Data items:
::::::

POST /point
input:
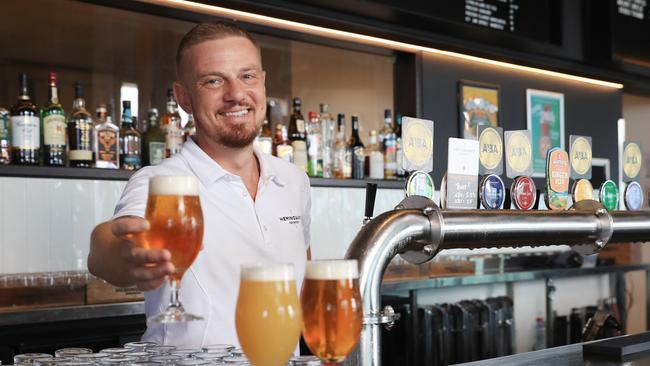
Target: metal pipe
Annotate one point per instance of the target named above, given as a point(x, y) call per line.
point(374, 246)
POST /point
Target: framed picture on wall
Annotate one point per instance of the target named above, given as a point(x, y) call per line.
point(545, 120)
point(478, 106)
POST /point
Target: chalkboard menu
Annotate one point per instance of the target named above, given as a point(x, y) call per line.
point(538, 20)
point(631, 29)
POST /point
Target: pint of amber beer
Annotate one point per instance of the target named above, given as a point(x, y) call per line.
point(176, 224)
point(332, 308)
point(268, 316)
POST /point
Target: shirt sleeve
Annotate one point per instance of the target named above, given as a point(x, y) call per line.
point(306, 214)
point(134, 197)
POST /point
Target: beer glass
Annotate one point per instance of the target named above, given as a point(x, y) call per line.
point(332, 309)
point(176, 224)
point(268, 316)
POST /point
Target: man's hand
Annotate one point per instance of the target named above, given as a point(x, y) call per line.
point(116, 256)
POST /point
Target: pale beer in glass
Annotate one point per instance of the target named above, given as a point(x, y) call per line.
point(268, 315)
point(332, 309)
point(176, 224)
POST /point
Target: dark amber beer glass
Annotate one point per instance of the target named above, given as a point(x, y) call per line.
point(176, 224)
point(332, 309)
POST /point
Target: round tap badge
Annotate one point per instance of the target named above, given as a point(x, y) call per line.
point(493, 193)
point(633, 196)
point(608, 195)
point(490, 148)
point(523, 192)
point(518, 152)
point(582, 190)
point(632, 160)
point(557, 179)
point(420, 183)
point(581, 155)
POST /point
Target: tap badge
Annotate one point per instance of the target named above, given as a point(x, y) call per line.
point(631, 161)
point(608, 195)
point(557, 179)
point(633, 196)
point(493, 193)
point(582, 190)
point(523, 192)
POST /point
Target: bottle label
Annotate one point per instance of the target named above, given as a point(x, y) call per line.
point(54, 130)
point(173, 139)
point(107, 146)
point(25, 132)
point(156, 152)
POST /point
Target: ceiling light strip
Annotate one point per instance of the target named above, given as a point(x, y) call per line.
point(355, 37)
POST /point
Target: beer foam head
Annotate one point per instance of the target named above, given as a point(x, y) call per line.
point(268, 272)
point(165, 185)
point(343, 269)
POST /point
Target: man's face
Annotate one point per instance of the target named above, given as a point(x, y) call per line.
point(222, 85)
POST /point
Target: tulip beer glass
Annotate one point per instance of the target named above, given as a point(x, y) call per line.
point(176, 224)
point(332, 309)
point(268, 316)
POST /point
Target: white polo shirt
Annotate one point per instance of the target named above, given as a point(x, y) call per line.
point(238, 230)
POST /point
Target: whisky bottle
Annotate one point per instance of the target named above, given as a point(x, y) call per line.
point(171, 124)
point(130, 140)
point(297, 135)
point(281, 147)
point(388, 143)
point(25, 128)
point(358, 153)
point(314, 146)
point(153, 141)
point(327, 129)
point(106, 140)
point(80, 126)
point(54, 127)
point(5, 137)
point(342, 157)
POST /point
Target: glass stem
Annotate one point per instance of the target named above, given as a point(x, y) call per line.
point(175, 296)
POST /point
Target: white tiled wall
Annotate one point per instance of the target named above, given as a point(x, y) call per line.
point(45, 224)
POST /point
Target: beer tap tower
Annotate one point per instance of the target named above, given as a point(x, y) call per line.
point(417, 230)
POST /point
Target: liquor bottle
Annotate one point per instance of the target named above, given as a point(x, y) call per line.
point(314, 147)
point(171, 124)
point(5, 137)
point(388, 143)
point(106, 140)
point(54, 127)
point(342, 153)
point(327, 129)
point(25, 128)
point(281, 147)
point(297, 135)
point(80, 126)
point(190, 128)
point(374, 157)
point(153, 141)
point(399, 150)
point(264, 139)
point(358, 154)
point(130, 140)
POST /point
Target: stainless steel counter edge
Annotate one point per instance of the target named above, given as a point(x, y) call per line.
point(440, 282)
point(81, 312)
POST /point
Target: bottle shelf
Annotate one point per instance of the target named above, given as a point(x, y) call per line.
point(28, 171)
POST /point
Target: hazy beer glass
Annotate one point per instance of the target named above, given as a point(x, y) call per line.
point(268, 315)
point(176, 224)
point(332, 309)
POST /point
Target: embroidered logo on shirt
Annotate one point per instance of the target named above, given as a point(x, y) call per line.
point(291, 219)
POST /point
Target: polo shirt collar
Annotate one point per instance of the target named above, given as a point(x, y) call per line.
point(209, 171)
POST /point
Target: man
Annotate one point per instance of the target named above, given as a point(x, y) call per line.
point(246, 196)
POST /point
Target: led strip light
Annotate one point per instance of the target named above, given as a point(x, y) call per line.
point(360, 38)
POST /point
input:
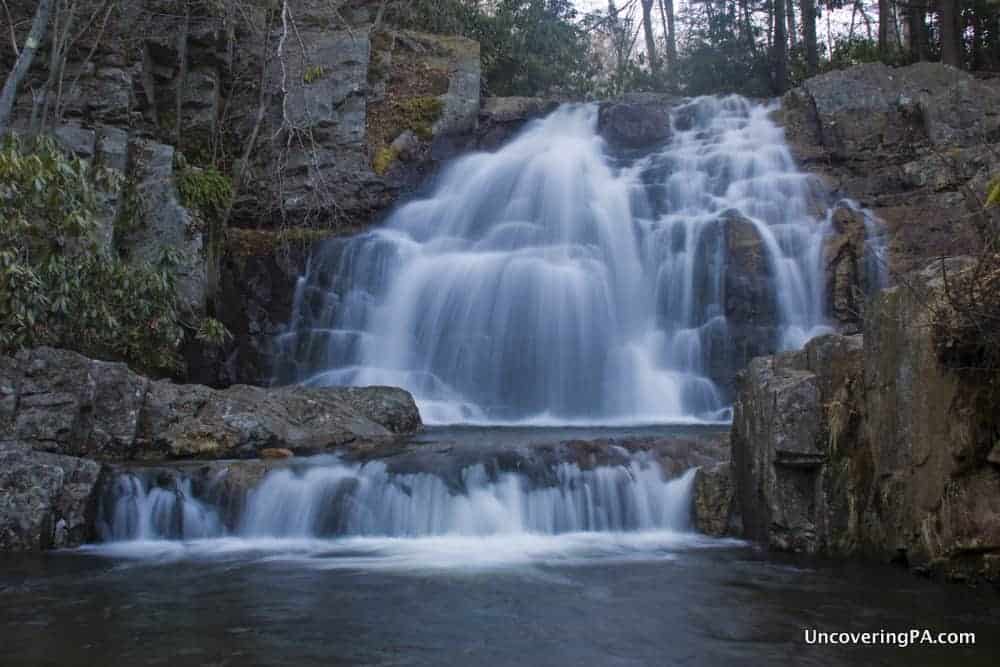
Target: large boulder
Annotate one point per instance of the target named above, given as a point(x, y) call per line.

::::::

(Exercise description): Without the pictures, reproduce every line of the records above exactly.

(Completed exercise):
POST /point
input:
Target: metal pipe
Annotate one point per instance of the target named above, given as a point(x, y) call per line.
point(374, 246)
POST /point
Target: framed picture on wall
Annotate one point per instance of the target named above, given as a point(x, y) call per line.
point(545, 120)
point(478, 106)
POST /point
Target: chalkboard menu
Annotate one point per instance of the target named above, given as a point(x, y) call per line.
point(538, 20)
point(631, 29)
POST /point
Target: pint of amber beer
Annotate one point per instance of the target named above, given as a point(x, y) call per line.
point(176, 224)
point(332, 308)
point(268, 316)
POST /point
Target: shirt sleeve
Annotate one point per instance of the target named above, given as a point(x, y) call per line.
point(306, 214)
point(134, 197)
POST /point
Target: beer glass
Annotate one point per instance of the target named above, given as a point(x, y) call per line.
point(332, 309)
point(176, 224)
point(268, 316)
POST /point
Target: man's hand
Annotate one point per instance of the target named above, given as a point(x, y) call per line.
point(116, 256)
POST /point
Target: pale beer in glass
Annotate one point per instance of the target named above, given as a point(x, y) call per line.
point(268, 315)
point(332, 309)
point(176, 224)
POST /point
Target: dark amber beer glass
Annotate one point per instance of the target named above, given as a point(x, y) call per line.
point(176, 224)
point(332, 309)
POST /point
Target: round tap badge
Annotate one point per instance of the target named above, given as a point(x, y) call per line.
point(493, 193)
point(633, 196)
point(608, 195)
point(490, 148)
point(523, 192)
point(518, 152)
point(582, 190)
point(632, 160)
point(557, 179)
point(420, 183)
point(581, 155)
POST /point
Target: tap badge
Annotate one point per instance of the target named above, given as a point(x, y) call per line.
point(631, 161)
point(608, 195)
point(557, 179)
point(633, 196)
point(493, 193)
point(582, 190)
point(523, 192)
POST /point
Target: bottle label
Annotate one point per instance of the target named above, given as a point(x, y) call per line.
point(54, 130)
point(173, 139)
point(107, 146)
point(25, 132)
point(156, 152)
POST /point
Target: ceiling light strip
Annotate one point per instance of the target named above, given as a point(x, y) call per line.
point(355, 37)
POST /point
Target: beer foam head
Annotate one point per instance of the target named above, given as a point(x, y) call per line.
point(268, 272)
point(165, 185)
point(343, 269)
POST /point
Target: man's face
Annotate one point per instance of the target named above, given as a point(x, y) call per line.
point(222, 85)
POST /point
Target: tulip beer glass
Annotate one point per instance of the target named above, given as a point(x, y) call per line.
point(176, 224)
point(332, 309)
point(268, 316)
POST /point
Target: white polo shirt
Annotate one point per instance of the target named above, given as a point(x, y) call per line.
point(238, 230)
POST /point
Target: whisky bottle
Annotate one point per instance of the target named above, given as a point(x, y) call per line.
point(171, 124)
point(130, 140)
point(297, 135)
point(281, 147)
point(388, 143)
point(25, 128)
point(358, 153)
point(314, 146)
point(153, 141)
point(327, 129)
point(106, 140)
point(80, 126)
point(54, 127)
point(5, 137)
point(342, 157)
POST /point
Target: glass stem
Annotate one point per instance of the target named above, given as a point(x, y) call per line.
point(175, 296)
POST /point
Target: white tiled wall
Annotate one point per instance of the target named above, given as a point(x, y) call per line.
point(45, 224)
POST /point
Target: beer tap tower
Annotate one point per instance of the target named above, given as a point(x, y) call per line.
point(417, 230)
POST /point
Target: liquor bottle
Annotate one point per instance of the target named above, given as a point(x, y) call per line.
point(314, 147)
point(171, 124)
point(5, 137)
point(388, 143)
point(106, 140)
point(54, 127)
point(342, 153)
point(327, 129)
point(25, 128)
point(281, 147)
point(297, 135)
point(80, 126)
point(190, 128)
point(374, 157)
point(153, 141)
point(399, 150)
point(264, 139)
point(358, 154)
point(130, 140)
POST /point
Target: stainless steel counter edge
Annotate one point per instance of the target named above, given as a point(x, y) call per line.
point(440, 282)
point(81, 312)
POST /point
Target: bottle shelf
Annotate one point per instance of the target named above, given as a point(x, y) call per line.
point(28, 171)
POST /point
Target: hazy beer glass
Annotate one point per instance of the target named above, given as a point(x, y) call per line.
point(268, 315)
point(176, 224)
point(332, 309)
POST /point
Target: embroidered logo on shirt
Annotate one point per instance of the target named above, given as a point(x, y) call per line.
point(291, 219)
POST /point
Target: polo shirt collar
Annotate one point per instance of the target named above, given as a point(x, y) call per line.
point(209, 171)
POST /point
Target: man
Annotate one point per instance of the target named above, given as a point(x, y) call per line.
point(246, 196)
POST /point
Target: led strip light
Annotate one point per instance of the target named above, given as a point(x, y) call per line.
point(360, 38)
POST /point
input:
Target: large boulder
Annotate one point per instance of the target named above, given as a point(x, y) call per line.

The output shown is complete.